*** TEXT UNDER STUDY

Western psychiatry, on the other hand, is still trying to figure out how to conceptualize people like Chandelier. In May 2013, the American Psychiatric
Association (APA) will unveil the Diagnostic and Statistical Manual of Mental Disorders, 5th Edition (DSM-5). It has been thirteen years since the last
update and eighteen years since the last edition. The field considers this the most anticipated advancement in the science of mental health.
Controversy surrounds DSM updates, especially in the area of sexual disorders. Most famously, homosexuality did not get fully removed as a
diagnosis until 1987, and only after a long battle. In 1970, when the APA held its annual convention in San Francisco, gay rights activists disrupted the
conference. In 1971, the protestors again appeared en force. Based on the research of Alfred Kinsey and Evelyn Hooker, the seventh printing of the DSM-II
in 1974 de-listed homosexuality as a disorder, replacing it with the term sexual orientation disturbance. In 1980, the disorder changed to ego-dystonic
homosexuality (EDH). The argument went that those who felt uncomfortable about their homosexuality should still be able to receive treatment. But the
larger question was, why did so many people feel uncomfortable about their homosexuality? In 1987, ego-dystonic homosexuality went into the garbage heap of
diagnoses. Neurosis, hysteria, combat exhaustion disorder and premenstural dysphoria have also died there.

******
*** DATA SHOWN

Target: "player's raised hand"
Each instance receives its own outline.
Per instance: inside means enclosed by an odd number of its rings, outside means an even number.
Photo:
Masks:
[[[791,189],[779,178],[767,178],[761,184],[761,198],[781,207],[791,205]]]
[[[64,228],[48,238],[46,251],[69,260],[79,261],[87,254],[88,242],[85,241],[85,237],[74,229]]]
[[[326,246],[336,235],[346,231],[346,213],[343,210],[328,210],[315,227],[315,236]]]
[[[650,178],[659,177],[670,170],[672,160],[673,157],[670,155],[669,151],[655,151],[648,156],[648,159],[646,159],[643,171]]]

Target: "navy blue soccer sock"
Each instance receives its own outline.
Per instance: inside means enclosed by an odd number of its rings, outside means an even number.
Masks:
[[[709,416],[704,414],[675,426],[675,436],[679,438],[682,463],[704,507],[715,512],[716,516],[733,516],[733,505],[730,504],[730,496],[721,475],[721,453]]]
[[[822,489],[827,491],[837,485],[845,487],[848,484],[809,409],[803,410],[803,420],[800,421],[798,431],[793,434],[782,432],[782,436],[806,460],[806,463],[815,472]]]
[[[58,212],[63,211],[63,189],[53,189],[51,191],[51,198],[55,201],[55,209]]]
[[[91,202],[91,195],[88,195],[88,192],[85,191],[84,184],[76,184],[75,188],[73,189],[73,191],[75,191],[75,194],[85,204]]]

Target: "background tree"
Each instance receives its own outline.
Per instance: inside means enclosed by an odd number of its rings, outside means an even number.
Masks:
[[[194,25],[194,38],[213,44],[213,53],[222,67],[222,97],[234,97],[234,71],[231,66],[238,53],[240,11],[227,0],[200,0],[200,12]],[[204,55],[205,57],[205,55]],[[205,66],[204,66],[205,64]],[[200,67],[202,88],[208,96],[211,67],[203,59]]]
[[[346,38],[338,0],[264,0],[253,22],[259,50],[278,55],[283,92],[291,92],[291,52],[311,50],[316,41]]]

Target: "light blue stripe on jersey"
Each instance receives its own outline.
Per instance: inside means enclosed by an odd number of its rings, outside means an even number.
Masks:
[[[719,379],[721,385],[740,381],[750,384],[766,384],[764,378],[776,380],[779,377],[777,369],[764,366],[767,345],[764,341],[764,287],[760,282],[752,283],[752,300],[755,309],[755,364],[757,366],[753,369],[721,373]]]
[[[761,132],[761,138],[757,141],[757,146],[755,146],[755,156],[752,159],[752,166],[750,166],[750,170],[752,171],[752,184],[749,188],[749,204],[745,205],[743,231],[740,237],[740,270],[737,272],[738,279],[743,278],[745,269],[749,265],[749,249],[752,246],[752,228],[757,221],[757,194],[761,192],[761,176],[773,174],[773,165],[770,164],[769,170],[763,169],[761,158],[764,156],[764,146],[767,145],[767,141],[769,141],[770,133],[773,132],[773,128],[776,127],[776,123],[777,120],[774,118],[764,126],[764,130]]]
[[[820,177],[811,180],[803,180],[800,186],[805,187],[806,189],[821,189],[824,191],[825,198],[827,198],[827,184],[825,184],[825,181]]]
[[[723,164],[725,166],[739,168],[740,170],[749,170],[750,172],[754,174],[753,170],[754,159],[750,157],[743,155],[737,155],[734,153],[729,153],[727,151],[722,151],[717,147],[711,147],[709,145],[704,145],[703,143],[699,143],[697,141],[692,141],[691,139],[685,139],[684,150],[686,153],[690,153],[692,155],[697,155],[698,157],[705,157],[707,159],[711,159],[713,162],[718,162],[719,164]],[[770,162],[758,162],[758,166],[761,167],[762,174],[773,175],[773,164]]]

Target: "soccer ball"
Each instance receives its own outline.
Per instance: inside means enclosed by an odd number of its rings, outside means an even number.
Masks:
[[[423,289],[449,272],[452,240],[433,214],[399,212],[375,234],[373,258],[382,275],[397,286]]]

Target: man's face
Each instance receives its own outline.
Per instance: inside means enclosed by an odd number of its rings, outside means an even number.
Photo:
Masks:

******

= COMPLETE THE FOLLOWING =
**A.** List every distinct calendar year mentioned in the DSM passage, in the order each first appears.
**B.** Please retype everything in the DSM passage from "Western psychiatry, on" down to "of mental health.".
The data is not needed for what comes next.

= EXERCISE RESPONSES =
**A.** 2013, 1987, 1970, 1971, 1974, 1980

**B.**
Western psychiatry, on the other hand, is still trying to figure out how to conceptualize people like Chandelier. In May 2013, the American Psychiatric
Association (APA) will unveil the Diagnostic and Statistical Manual of Mental Disorders, 5th Edition (DSM-5). It has been thirteen years since the last
update and eighteen years since the last edition. The field considers this the most anticipated advancement in the science of mental health.